[[ PASSAGE SHOWN, beginning ]]
I subsequently found out this doctor’s wife was a licensed acupuncturist. One thing led to another, and before I knew it, I was enrolled at the National College of Natural Medicine in Portland, Oregon in a Master’s degree program in Classical Chinese Medicine. I will graduate from this same program in June. It is a 4-year program, and I have been able to complete it in 3 years by transferring credits from my medical school training. I feel very strongly that, in order to practice acupuncture at the level of competency which this medicine deserves, one must learn from many professors, observe with many clinical supervisors, and spend at least a few years to learn how to approach a patient in a holistic way with an entirely new set of diagnostic principles.
Remember, I am a scientist at heart, and this is the finest science that I have encountered. As a physician who has gone through Western medical training and now training in acupuncture and Oriental Medicine, I assure you that abbreviated courses in acupuncture for physicians pose a serious problem. That problem has to do with efficacy of treatment. Without a comprehensive education in the fundamentals of this science, and without appropriate hours spent in learning complex needling techniques, followed by supervised clinical application of all of this learning, it is not possible to effectively treat the list of diseases which the world now recognizes are amenable to acupuncture intervention.
The World Health Organization recognizes the ability of acupuncture to treat the following diseases: asthma, menstrual cramps, arthritis, sciatica, TMJ problems, allergies, anxiety, depression, bladder problems, kidney problems, childhood illness, colds, influenza, cough, bronchitis, constipation, diarrhea, dizziness, ear-nose & throat disorders, fatigue, gynecological disorders, genital herpes, herpetic neuralgia, heart palpitations, immune system deficiency, infertility, insomnia, numbness, poor circulation, PMS, sexual dysfunction, impotence, skin problems, stress-related illnesses, and weight gain or weight loss…and the list goes on.
Acupuncture is not a nice, short topic that can be covered during a seminar lasting for a few weekends. Suffice it to say, that it is not possible to treat the difficult diseases listed above after watching videotapes, reading one textbook, and attending two weekends of lecture with needling practice on a few other course participants.
I would like to give you a brief case presentation now, to try to illustrate in a nutshell why I am writing this letter. A 57 year old man presented 4 days earlier to the OHSU emergency room with sudden and complete blindness in his right eye. He was seen by an ophthalmologist, underwent carotid ultrasound, an MRI of his brain and MRI angiography , and was told that he had occlusion of his central retinal artery and would have permanent loss of vision in that eye. At the time of presentation his medications included lisinopril, metformin, and aspirin. Fortunately, the patient happened to have an appointment with his chiropractor, who heard the story of this man’s sudden blindness and grim prognosis, and referred the patient to the acupuncture practitioner who worked in the same building. The patient was seen daily for 7 consecutive days for acupuncture treatment. On the second day, he could see a small circle of light in the center of his vision in the blind eye. Day by day that circle of light enlarged, and became clearer. At the end of 7 treatments he had 20/40 vision in the previously blind eye.
[[ PASSAGE SHOWN, end ]]
[[ DATASET EXTRACT, beginning ]]
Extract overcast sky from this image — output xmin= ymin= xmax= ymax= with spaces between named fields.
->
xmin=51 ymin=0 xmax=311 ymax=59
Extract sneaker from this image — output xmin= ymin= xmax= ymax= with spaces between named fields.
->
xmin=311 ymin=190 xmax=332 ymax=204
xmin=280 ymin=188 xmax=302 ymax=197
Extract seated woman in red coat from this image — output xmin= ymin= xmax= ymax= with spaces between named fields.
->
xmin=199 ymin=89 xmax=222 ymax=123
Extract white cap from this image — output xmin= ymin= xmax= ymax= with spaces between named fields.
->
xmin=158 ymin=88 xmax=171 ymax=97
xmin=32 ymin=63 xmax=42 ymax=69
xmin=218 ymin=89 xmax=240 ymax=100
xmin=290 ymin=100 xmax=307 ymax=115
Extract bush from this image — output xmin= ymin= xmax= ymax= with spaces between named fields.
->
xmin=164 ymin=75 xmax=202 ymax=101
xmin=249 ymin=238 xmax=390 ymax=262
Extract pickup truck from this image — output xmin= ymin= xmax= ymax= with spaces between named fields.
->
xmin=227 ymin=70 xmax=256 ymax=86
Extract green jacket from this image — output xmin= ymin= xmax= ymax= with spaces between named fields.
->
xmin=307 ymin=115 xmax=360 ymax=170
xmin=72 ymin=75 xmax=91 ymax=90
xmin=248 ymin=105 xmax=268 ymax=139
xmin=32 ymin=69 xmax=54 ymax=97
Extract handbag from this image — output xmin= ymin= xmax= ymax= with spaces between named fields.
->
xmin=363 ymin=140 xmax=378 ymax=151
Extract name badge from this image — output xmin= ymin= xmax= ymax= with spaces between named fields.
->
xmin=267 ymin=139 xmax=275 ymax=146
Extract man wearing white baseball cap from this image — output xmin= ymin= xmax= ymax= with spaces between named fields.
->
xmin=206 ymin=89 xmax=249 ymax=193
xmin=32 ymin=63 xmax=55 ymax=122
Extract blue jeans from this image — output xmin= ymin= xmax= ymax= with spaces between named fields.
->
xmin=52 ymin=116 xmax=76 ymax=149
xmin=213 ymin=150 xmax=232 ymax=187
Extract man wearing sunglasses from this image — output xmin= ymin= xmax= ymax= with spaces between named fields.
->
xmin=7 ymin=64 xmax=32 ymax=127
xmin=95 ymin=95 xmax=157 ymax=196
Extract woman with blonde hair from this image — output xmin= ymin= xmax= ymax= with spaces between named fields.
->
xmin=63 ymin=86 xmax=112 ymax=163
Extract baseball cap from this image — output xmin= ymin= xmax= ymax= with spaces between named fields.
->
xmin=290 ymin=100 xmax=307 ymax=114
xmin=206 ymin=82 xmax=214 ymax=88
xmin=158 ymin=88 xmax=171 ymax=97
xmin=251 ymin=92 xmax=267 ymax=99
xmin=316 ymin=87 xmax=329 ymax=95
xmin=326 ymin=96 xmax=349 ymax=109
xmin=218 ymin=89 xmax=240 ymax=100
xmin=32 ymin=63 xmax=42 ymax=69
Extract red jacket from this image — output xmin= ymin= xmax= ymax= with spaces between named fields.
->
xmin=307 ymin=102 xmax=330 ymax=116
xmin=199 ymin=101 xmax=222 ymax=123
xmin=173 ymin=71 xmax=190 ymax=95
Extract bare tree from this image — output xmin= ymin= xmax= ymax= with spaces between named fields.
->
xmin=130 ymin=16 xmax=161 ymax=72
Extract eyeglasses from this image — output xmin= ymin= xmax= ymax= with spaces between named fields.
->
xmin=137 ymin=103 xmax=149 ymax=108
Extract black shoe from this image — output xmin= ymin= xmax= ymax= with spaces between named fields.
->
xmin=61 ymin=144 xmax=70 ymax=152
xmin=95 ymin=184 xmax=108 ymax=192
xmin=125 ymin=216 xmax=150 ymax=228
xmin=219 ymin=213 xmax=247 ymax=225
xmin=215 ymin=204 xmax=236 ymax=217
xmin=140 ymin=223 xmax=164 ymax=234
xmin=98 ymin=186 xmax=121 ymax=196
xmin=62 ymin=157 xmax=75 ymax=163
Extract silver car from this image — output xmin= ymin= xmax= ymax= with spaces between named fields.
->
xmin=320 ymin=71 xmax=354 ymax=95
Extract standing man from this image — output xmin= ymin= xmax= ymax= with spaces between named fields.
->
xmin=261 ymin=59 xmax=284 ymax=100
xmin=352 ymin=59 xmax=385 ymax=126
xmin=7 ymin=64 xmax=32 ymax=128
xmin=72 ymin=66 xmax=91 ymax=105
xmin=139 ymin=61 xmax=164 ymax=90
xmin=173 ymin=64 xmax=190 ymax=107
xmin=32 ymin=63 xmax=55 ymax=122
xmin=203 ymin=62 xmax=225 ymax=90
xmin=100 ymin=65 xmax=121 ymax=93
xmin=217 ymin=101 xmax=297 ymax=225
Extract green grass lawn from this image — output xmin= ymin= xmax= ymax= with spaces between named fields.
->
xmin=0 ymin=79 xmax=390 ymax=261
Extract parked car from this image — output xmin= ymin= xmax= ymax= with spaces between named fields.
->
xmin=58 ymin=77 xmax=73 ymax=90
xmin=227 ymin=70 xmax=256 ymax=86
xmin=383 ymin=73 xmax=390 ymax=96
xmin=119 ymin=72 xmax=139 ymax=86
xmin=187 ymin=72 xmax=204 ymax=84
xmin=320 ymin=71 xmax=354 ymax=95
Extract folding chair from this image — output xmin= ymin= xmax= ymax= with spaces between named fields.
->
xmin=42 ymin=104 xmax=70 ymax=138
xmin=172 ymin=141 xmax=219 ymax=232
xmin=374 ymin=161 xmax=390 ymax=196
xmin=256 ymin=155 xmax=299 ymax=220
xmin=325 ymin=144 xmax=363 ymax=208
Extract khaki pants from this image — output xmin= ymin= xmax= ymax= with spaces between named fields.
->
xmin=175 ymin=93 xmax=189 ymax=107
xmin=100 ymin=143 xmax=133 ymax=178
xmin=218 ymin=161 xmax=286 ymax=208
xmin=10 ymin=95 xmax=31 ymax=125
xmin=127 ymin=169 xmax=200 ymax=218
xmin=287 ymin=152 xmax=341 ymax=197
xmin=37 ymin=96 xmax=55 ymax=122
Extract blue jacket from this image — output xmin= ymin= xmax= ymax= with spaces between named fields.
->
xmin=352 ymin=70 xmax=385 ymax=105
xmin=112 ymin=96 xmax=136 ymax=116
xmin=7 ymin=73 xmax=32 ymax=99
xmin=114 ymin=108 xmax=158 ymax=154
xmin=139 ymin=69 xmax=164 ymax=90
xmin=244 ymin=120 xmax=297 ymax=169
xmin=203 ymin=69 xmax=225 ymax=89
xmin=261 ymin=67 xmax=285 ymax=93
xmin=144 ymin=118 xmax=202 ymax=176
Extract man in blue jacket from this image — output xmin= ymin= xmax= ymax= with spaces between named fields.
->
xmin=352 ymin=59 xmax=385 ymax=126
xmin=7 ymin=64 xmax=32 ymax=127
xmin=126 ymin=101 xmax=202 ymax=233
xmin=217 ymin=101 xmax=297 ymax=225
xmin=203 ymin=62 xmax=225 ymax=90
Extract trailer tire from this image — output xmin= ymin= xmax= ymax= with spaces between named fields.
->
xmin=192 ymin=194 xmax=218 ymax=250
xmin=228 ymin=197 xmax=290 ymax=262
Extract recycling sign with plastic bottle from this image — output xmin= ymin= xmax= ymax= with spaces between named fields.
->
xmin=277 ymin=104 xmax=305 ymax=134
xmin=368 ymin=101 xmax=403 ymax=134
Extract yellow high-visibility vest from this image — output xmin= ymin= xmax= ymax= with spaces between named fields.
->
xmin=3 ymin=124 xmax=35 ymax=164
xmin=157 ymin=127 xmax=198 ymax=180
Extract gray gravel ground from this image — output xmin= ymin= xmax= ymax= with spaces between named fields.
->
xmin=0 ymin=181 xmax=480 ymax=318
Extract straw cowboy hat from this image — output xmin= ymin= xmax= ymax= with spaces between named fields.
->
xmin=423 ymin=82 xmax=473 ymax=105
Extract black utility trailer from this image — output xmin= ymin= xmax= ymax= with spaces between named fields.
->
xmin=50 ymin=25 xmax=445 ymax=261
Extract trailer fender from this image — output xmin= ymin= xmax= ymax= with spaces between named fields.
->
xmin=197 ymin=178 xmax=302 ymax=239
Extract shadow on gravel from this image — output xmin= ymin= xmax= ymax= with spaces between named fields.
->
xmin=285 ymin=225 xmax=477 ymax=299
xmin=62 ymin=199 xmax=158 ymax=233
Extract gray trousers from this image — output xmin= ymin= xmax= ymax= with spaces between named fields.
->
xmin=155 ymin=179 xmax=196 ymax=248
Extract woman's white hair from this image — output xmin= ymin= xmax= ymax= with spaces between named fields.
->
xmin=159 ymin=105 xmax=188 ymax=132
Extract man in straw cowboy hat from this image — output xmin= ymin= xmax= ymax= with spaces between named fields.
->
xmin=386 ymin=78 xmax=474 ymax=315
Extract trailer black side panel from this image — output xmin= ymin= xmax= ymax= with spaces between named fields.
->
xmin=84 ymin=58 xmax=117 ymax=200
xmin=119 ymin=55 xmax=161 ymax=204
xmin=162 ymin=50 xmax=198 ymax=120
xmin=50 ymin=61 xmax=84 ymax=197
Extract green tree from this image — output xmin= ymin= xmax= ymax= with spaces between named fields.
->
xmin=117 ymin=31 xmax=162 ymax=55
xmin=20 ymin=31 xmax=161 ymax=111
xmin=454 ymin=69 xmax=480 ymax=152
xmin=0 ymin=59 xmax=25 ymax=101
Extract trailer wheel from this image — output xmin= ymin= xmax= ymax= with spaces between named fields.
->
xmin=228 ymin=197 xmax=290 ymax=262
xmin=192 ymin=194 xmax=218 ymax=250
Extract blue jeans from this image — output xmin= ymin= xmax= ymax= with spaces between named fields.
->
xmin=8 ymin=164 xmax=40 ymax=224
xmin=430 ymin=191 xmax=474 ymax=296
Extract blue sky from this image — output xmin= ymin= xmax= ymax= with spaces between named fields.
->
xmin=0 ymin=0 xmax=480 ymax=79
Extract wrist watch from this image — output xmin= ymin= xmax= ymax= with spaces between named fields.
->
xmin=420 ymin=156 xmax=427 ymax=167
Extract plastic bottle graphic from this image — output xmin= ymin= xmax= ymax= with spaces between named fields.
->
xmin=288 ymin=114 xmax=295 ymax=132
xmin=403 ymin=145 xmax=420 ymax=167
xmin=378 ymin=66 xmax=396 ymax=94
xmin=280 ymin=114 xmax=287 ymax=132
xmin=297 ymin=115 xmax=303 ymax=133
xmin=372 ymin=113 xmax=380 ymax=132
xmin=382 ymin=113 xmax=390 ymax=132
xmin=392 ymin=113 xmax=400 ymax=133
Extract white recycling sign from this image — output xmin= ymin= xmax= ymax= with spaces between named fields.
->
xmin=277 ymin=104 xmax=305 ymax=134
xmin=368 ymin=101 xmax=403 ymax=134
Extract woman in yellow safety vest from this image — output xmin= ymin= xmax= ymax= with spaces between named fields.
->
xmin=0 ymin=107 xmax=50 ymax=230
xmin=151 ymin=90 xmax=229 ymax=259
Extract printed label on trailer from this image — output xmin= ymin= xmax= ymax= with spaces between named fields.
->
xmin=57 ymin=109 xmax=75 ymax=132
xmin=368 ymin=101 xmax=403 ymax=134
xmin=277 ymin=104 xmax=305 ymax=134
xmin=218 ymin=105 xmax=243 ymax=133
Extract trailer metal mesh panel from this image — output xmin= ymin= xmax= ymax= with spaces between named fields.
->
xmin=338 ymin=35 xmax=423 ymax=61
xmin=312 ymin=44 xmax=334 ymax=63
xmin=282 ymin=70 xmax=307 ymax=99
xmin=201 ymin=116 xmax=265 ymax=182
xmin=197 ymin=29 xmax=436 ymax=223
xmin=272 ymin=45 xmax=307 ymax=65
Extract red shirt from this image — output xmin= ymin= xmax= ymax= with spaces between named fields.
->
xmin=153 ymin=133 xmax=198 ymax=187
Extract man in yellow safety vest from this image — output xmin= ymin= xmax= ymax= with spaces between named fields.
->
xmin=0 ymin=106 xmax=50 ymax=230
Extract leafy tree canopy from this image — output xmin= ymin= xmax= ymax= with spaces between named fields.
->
[[ DATASET EXTRACT, end ]]
WORK ORDER:
Carry on the letter on acupuncture training from its final sentence, writing what comes next. The items have nothing to do with the letter on acupuncture training.

SOLVED EXERCISE:
This is the power of this medicine in the hands of a skilled practitioner. This is what can be accomplished in Oriental Medicine. Someone in Integrative Medicine has given me a definition of their subspecialty as the medicine that “fills in the gaps”. I think this is an apt definition, and there are many gaps in western medicine which need filling. Please give Oriental Medicine a chance by ensuring that practitioners who enter this field are adequately trained. Let’s up the ante, and see whether we can embrace this amazing alternative healing science with practitioners who have enough didactic hours of lecture from a variety of acupuncture faculty, and enough supervised hours of clinical practice so that they are familiar with treating patients with all sorts of maladies such as cancer, asthma, palpitations, constipation, allergies, menstrual disorders….to name just a few common problems.
The way forward has been paved by the state of Hawaii. Hawaii requires that medical doctors be trained and tested for competency prior to administering acupuncture to patients. The Attorney General for the state of Hawaii issued a statement on August 18, 2003, declaring that “medical acupuncture” as performed by physicians is not substantially different from any other type of acupuncture, and therefore, physicians performing “medical acupuncture” should be subject to the same laws of licensure and proof of competency as everyone else.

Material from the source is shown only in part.